Por favor, resuma em duas frases o trecho sobre a nulidade pela inversão da ordem do interrogatório.

- TRECHO SELECIONADO
┄┄┄┄┄┄┄┄┄┄

Em relação a presunção relativa de nulidade, o ministro relator destacou: “Sob outro enfoque, ao réu incumbe arguir a nulidade na própria audiência ou no primeiro momento oportuno, salvo situação extraordinária em que deverá argumentar a excepcionalidade no primeiro momento em que tiver conhecimento da inversão da ordem em questão. Cabe também à defesa a demonstração do prejuízo concreto sofrido pelo réu, uma vez que se extrai do ordenamento, a regra geral segundo a qual, as nulidades devem ser apontadas tão logo se tome conhecimento delas, ou no momento legalmente previsto, sob pena de preclusão, conforme dispõe o art. 572 e incisos, do CPP“. 

Com efeito, o “ovo da serpente”, o “prenúncio do mal” decorre de forma inequívoca da decisão da Terceira Seção, explica-se. Ao exigir que a defesa demonstre o prejuízo concreto, a Terceira Seção atribuiu aos juízes um poder supremo, na medida em que, invariavelmente, são eles que irão decidir se houve ou não prejuízo. Lançarão nos autos que não vislumbro prejuízo, haja vista que são eles os destinatários finais das provas e os depoimentos das testemunhas e os interrogatórios dos réus na mais são do que provas orais. 

Em verdade, a Terceira Seção reconheceu a importância do interrogatório com uma mão, ao determinar a impossibilidade da inversão, mas retirou com a outra, ao consignar que eventual inversão indevida deve ser arguida pela defesa e demonstrado o prejuízo concreto. Ora, o que seria o prejuízo concreto para os eminente Ministros da Terceira Seção? O prejuízo concreto para um magistrado e o mesmo em relação ao outro?

┄┄┄┄┄┄┄┄┄┄

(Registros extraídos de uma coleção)

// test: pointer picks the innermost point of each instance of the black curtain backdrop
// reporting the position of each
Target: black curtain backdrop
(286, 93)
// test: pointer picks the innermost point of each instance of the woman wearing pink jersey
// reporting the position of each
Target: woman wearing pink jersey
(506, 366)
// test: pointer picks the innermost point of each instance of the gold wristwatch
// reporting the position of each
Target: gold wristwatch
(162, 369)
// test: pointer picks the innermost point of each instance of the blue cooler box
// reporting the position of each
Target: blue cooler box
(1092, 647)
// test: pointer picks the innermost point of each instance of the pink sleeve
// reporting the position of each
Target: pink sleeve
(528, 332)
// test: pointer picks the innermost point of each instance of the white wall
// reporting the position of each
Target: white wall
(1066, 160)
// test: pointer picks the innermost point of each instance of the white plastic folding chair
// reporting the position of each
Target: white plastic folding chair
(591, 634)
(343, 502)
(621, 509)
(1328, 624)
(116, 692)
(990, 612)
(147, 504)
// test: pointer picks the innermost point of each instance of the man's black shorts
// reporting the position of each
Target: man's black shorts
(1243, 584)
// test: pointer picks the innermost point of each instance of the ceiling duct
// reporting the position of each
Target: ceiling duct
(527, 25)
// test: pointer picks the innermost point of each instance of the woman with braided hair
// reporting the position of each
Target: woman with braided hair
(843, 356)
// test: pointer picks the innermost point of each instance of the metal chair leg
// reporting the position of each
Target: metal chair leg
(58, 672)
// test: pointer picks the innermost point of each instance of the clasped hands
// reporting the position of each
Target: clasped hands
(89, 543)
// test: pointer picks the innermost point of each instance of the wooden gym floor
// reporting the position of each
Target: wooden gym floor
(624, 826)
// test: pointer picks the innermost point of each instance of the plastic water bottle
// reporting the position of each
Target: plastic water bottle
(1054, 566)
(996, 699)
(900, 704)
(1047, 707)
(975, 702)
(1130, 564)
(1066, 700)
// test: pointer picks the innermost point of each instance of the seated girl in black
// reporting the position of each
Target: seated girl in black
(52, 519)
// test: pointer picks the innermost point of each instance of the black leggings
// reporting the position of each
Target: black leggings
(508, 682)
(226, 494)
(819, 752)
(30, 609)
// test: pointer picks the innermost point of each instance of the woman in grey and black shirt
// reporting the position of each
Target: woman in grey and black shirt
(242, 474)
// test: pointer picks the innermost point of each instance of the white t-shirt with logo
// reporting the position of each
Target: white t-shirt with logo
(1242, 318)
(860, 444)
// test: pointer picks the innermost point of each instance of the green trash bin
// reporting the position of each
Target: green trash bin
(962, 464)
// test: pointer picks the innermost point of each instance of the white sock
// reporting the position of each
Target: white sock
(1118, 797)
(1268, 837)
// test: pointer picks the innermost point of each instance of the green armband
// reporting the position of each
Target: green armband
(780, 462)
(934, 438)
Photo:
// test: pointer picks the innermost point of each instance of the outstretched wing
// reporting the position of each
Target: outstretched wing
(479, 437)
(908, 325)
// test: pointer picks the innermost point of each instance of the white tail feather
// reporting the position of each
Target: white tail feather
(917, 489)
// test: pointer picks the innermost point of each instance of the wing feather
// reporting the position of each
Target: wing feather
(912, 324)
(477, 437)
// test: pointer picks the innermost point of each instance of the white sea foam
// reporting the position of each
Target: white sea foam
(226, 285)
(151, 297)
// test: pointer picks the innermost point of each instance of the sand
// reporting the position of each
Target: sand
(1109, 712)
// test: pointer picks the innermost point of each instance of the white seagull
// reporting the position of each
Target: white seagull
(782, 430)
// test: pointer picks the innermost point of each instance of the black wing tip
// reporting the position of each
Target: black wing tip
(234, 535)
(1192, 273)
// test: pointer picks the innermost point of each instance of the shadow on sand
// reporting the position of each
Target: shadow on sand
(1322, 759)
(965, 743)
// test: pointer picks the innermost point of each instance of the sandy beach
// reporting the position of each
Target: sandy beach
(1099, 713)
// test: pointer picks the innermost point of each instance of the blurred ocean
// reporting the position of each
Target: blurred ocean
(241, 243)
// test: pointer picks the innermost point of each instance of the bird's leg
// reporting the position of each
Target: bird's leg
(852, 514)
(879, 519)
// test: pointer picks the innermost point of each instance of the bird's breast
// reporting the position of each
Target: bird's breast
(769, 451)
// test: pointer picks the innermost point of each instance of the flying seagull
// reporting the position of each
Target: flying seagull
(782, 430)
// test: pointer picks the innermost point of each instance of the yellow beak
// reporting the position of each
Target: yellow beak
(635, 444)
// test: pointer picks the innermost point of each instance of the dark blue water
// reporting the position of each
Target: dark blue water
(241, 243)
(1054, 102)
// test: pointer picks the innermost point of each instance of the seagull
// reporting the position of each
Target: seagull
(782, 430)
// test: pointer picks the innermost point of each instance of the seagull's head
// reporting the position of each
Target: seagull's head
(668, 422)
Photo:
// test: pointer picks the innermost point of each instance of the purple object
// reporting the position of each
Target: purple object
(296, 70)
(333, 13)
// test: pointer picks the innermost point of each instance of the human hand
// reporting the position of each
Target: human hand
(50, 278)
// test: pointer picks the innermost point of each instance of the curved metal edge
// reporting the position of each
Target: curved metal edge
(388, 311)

┄┄┄┄┄┄┄┄┄┄

- SOLUÇÃO DA TAREFA
Segundo o ministro relator, cabe ao réu arguir a nulidade na própria audiência ou no primeiro momento oportuno, e à defesa demonstrar o prejuízo concreto, sob pena de preclusão, conforme o art. 572 do CPP. O texto argumenta que, com essa exigência, a Terceira Seção deu aos juízes o poder de decidir se houve prejuízo e que reconheceu a importância do interrogatório ao vedar a inversão, mas a retirou ao impor à defesa a arguição e a demonstração do prejuízo concreto.